What the exercise asks => Only the lines from the one with "point per instance: black paddle" to the last line belong in your answer; write them out exactly and drop the pictures.

Provided records =>
━━━━━━━━━━━━━━━━

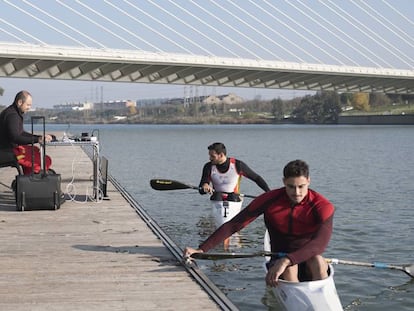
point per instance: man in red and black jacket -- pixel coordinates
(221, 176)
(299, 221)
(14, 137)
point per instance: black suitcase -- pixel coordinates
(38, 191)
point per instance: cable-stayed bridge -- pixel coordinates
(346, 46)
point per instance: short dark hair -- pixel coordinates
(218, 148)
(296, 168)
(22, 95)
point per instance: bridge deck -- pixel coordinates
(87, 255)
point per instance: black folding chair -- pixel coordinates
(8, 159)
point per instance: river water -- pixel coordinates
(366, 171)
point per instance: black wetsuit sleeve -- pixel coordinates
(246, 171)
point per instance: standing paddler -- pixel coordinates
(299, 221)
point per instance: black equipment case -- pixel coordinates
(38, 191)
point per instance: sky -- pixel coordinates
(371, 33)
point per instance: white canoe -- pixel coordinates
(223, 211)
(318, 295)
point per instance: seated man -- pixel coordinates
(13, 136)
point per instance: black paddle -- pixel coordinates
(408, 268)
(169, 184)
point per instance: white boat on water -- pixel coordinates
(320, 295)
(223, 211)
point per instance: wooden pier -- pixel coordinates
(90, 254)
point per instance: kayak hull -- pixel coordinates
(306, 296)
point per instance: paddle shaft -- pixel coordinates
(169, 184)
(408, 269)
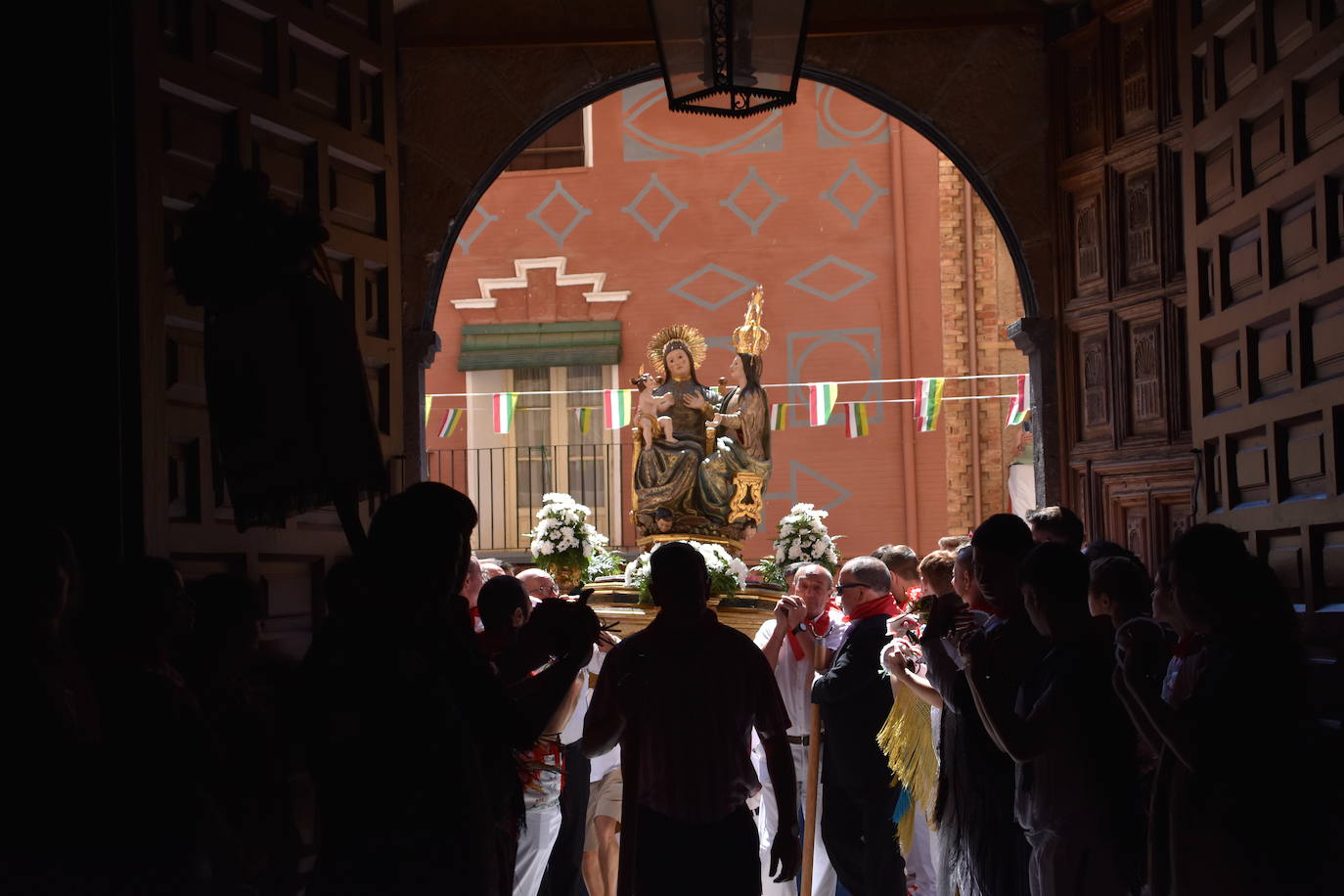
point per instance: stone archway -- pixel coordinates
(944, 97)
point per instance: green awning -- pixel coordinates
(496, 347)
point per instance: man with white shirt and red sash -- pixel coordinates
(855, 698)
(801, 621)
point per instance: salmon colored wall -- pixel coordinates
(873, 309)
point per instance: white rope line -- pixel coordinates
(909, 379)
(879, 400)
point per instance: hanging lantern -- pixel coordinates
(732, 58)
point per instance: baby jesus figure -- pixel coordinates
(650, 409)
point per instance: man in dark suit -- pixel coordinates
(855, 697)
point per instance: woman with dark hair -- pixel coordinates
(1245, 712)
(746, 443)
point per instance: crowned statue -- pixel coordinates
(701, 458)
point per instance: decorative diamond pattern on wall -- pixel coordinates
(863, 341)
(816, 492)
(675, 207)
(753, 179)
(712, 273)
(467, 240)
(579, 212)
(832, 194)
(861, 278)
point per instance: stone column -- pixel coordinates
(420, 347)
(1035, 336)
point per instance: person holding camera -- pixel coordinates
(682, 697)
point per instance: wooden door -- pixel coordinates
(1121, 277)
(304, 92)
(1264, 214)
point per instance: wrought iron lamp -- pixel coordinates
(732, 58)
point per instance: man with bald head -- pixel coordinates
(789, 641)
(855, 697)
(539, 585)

━━━━━━━━━━━━━━━━

Completed exercise =>
point per instance: black paddle -- pixel coordinates
(408, 268)
(169, 184)
point per instance: white boat on water -- pixel coordinates
(320, 295)
(223, 211)
point per instance: wooden pier -- pixel coordinates
(90, 254)
point per instance: kayak hull -- pixel coordinates
(306, 296)
point per instance: paddle shaft -- pixel coordinates
(169, 184)
(408, 269)
point per instance: stone archway -- pixel coordinates
(944, 97)
point per instance: green awning -- pixel coordinates
(496, 347)
point per instance: man with white shirt and red sash -- pixel coordinates
(855, 698)
(801, 621)
point per instance: salmon colored wall -- pixel coordinates
(873, 309)
point per instance: white rope line -- pixel coordinates
(909, 379)
(879, 400)
point per instance: hanging lantern -- pixel coordinates
(732, 58)
point per instance: baby jesus figure -- pixel coordinates
(650, 409)
point per instance: man in dark suit -- pixel coordinates
(855, 697)
point per instance: woman with dark hair -- pixel coordinates
(1245, 712)
(746, 443)
point per instance: crowned statue -- pixel coordinates
(701, 458)
point per instance: decorative diamond pattern on wall -- pixel coordinates
(863, 341)
(816, 492)
(675, 207)
(753, 179)
(712, 273)
(467, 240)
(579, 212)
(832, 194)
(861, 278)
point per instance: stone column -- pixel coordinates
(420, 347)
(1035, 336)
point per instance: person holding camera -- pixel coordinates
(682, 697)
point per instance: wooden door -- pixel coordinates
(1121, 277)
(304, 92)
(1264, 214)
point per instance: wrought iron lamp -- pixel coordinates
(732, 58)
point per instance: man with bald head -- pixel coordinates
(789, 641)
(855, 697)
(539, 585)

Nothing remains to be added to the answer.